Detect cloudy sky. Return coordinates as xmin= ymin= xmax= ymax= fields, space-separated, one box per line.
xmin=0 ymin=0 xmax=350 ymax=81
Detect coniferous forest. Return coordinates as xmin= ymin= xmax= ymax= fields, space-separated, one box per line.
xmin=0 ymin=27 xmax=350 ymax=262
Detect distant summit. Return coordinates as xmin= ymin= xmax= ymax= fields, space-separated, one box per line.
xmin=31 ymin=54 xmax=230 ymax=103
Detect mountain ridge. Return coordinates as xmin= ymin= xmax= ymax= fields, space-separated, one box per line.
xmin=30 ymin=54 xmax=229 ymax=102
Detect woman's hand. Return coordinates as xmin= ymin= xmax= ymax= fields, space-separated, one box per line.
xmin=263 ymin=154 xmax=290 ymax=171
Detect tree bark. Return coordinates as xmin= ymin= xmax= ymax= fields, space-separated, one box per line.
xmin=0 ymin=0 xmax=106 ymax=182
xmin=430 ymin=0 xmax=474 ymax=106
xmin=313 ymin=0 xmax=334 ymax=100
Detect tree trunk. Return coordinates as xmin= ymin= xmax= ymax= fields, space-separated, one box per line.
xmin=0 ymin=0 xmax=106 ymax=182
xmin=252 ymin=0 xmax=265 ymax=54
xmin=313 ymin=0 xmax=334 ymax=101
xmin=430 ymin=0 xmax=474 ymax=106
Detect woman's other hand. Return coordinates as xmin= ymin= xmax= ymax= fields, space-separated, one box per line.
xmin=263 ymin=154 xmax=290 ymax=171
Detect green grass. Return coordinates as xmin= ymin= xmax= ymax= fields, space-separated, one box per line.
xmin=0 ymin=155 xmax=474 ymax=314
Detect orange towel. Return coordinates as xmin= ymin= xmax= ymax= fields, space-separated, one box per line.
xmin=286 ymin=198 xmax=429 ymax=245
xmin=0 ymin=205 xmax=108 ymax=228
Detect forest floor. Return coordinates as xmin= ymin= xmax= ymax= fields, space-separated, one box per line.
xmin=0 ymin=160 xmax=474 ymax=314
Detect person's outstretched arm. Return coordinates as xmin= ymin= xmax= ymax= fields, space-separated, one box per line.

▬▬▬▬▬▬▬▬▬▬

→ **To do**
Rewrite all of the rows above, replacing every "Detect" with "Locate" and keeping everything else the same.

→ **Task result**
Locate cloudy sky. Return coordinates as xmin= ymin= xmax= ymax= fields, space-separated, one box per line.
xmin=0 ymin=0 xmax=350 ymax=81
Locate coniferous forest. Return coordinates as xmin= ymin= xmax= ymax= fields, space-separated, one box per line.
xmin=0 ymin=27 xmax=350 ymax=262
Locate distant summit. Return coordinates as xmin= ymin= xmax= ymax= fields, space-separated, one box per line.
xmin=31 ymin=54 xmax=230 ymax=103
Locate mountain ridge. Return coordinates as xmin= ymin= xmax= ymax= fields, space-separated, one box per line.
xmin=30 ymin=54 xmax=229 ymax=102
Locate woman's hand. Return coordinates as xmin= ymin= xmax= ymax= fields, space-separated, one box per line.
xmin=263 ymin=154 xmax=290 ymax=171
Locate tree bark. Return coordinates as xmin= ymin= xmax= ymax= fields, space-separated, one box per line.
xmin=0 ymin=0 xmax=106 ymax=182
xmin=430 ymin=0 xmax=474 ymax=106
xmin=313 ymin=0 xmax=334 ymax=100
Locate tree trunk. Return coordinates as xmin= ymin= xmax= ymax= fields, space-separated, one box per line.
xmin=0 ymin=0 xmax=106 ymax=182
xmin=252 ymin=0 xmax=265 ymax=54
xmin=313 ymin=0 xmax=334 ymax=101
xmin=430 ymin=0 xmax=474 ymax=106
Locate woman's other hand. Return coordinates as xmin= ymin= xmax= ymax= fields, space-separated, one box per line.
xmin=263 ymin=154 xmax=290 ymax=171
Locate green grass. Return coordinates as xmin= ymin= xmax= ymax= fields, space-separated, one box per line.
xmin=0 ymin=155 xmax=474 ymax=314
Locate orange towel. Return coordinates as xmin= ymin= xmax= ymax= fields, space-separated, one box per line.
xmin=286 ymin=198 xmax=429 ymax=245
xmin=0 ymin=205 xmax=108 ymax=228
Locate forest floor. Return coordinates as xmin= ymin= xmax= ymax= fields, space-separated, one box per line.
xmin=0 ymin=160 xmax=474 ymax=314
Locate person's outstretched arm. Return coordinates as xmin= ymin= xmax= ymax= fields, space-separated, one box per line.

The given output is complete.